EXERCISE REQUIREMENTS: Only the run of lines from the one containing "Rules. Find each instance of the arched window" through the last line should be returned, exactly as written.

RECORDS SUPPLIED:
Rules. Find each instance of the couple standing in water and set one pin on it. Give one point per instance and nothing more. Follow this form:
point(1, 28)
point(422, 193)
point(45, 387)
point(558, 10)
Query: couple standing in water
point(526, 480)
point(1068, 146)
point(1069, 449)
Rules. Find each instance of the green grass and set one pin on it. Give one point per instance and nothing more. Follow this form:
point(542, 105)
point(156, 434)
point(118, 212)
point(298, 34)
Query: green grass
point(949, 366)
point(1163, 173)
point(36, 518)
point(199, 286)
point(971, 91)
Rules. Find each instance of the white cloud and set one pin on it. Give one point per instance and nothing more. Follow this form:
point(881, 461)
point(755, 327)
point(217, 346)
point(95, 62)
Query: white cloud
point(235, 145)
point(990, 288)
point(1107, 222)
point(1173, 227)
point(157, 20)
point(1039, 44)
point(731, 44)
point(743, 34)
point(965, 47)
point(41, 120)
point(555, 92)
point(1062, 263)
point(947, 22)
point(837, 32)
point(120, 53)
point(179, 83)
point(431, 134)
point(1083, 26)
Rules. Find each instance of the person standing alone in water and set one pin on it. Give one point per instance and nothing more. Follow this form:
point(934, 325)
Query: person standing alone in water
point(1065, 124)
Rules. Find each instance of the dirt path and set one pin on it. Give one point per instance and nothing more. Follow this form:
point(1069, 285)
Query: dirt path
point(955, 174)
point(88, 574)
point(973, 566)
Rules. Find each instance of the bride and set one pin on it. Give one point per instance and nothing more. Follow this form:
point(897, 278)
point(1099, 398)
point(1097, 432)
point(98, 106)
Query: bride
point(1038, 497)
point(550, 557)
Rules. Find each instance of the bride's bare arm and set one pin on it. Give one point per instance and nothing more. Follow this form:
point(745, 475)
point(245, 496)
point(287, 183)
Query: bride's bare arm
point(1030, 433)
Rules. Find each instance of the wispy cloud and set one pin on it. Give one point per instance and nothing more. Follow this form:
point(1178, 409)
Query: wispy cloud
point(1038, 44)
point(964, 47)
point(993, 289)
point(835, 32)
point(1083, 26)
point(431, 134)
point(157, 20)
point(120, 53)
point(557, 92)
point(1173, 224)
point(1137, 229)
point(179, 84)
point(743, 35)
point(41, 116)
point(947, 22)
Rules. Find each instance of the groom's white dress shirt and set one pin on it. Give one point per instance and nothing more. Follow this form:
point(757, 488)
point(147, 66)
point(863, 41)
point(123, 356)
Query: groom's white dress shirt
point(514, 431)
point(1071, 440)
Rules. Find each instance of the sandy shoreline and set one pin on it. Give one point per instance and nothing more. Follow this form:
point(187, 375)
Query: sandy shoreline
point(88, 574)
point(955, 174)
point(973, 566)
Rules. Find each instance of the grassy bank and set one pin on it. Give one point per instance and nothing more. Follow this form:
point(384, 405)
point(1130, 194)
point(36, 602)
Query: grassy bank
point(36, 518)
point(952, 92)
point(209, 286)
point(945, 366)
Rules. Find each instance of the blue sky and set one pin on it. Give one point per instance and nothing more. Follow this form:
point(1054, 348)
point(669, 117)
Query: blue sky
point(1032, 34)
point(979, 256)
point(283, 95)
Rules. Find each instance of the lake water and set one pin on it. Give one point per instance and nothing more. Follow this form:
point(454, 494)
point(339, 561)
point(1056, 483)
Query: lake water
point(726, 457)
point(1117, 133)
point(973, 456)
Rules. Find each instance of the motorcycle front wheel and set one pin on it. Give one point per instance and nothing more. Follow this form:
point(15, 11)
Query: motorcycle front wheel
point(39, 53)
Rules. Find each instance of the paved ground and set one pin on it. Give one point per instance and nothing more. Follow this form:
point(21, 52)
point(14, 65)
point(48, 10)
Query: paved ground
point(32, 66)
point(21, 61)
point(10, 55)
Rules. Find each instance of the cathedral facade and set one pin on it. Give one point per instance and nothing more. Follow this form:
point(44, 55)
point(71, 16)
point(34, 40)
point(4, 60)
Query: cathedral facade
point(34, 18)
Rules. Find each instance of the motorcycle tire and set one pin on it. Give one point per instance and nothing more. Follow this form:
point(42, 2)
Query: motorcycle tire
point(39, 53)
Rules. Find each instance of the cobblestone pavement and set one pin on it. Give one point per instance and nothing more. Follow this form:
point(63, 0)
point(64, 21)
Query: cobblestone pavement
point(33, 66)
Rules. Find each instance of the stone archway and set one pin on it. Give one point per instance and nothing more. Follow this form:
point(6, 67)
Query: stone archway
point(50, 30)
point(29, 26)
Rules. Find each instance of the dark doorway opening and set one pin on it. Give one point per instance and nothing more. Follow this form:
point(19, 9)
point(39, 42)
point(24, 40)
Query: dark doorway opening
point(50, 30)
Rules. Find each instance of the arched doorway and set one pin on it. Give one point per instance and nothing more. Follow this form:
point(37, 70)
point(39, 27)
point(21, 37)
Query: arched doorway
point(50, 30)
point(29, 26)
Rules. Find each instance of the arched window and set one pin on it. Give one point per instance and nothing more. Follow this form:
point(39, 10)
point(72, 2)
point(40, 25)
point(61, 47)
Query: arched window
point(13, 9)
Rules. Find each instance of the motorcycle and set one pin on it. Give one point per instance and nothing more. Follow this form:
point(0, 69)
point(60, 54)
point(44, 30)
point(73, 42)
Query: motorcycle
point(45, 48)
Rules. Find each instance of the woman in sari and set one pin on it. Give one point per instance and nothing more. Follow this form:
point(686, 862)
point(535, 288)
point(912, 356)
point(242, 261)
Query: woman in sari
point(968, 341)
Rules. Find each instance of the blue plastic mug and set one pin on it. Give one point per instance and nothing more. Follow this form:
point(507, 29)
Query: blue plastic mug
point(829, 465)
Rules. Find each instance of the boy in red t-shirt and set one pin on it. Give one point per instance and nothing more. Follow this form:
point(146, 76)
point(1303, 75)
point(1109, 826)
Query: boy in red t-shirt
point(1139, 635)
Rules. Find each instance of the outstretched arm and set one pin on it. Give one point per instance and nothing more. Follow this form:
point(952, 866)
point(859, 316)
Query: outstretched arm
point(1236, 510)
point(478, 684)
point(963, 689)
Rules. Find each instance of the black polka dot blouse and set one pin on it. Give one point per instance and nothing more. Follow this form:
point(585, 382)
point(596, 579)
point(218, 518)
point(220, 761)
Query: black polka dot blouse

FINAL ANSWER:
Rules. Find each instance of the arched window and set one pin on it. Give one point per instance and nothing more. Follow this form:
point(39, 10)
point(72, 2)
point(40, 25)
point(61, 47)
Query: arched window
point(13, 9)
Rules. Find each instance of the motorcycle and set one pin on it. Give one point per instance and nothing more. Follow this form:
point(0, 69)
point(60, 54)
point(44, 30)
point(73, 42)
Query: motorcycle
point(45, 48)
Rules. Find each instance of the woman in sari and set one pin on it. Give one point per instance and nothing more. Follow this form:
point(686, 862)
point(535, 288)
point(912, 356)
point(242, 261)
Query: woman in sari
point(968, 341)
Rules. Find each instance of the blue plastic mug and set one pin on it. Give one point per instance and nothing more. Follow this form:
point(507, 29)
Query: blue plastic mug
point(829, 465)
Rules. Find each instance of the boy in red t-shirt and set one pin on it. Give one point per instance and nothing more. Follow this form:
point(146, 76)
point(1303, 75)
point(1109, 826)
Query: boy in red t-shirt
point(1139, 635)
Rules. Find each instance of the outstretched arm and set one pin on it. Give one point per instance and nothing more. Follow this form:
point(952, 866)
point(859, 316)
Query: outstretched arm
point(1236, 510)
point(478, 684)
point(963, 689)
Rules. Find each instance of the black polka dot blouse and set one pin on it. Give one point per instance and nothing more. Follow this form:
point(585, 382)
point(596, 579)
point(218, 518)
point(220, 761)
Query: black polka dot blouse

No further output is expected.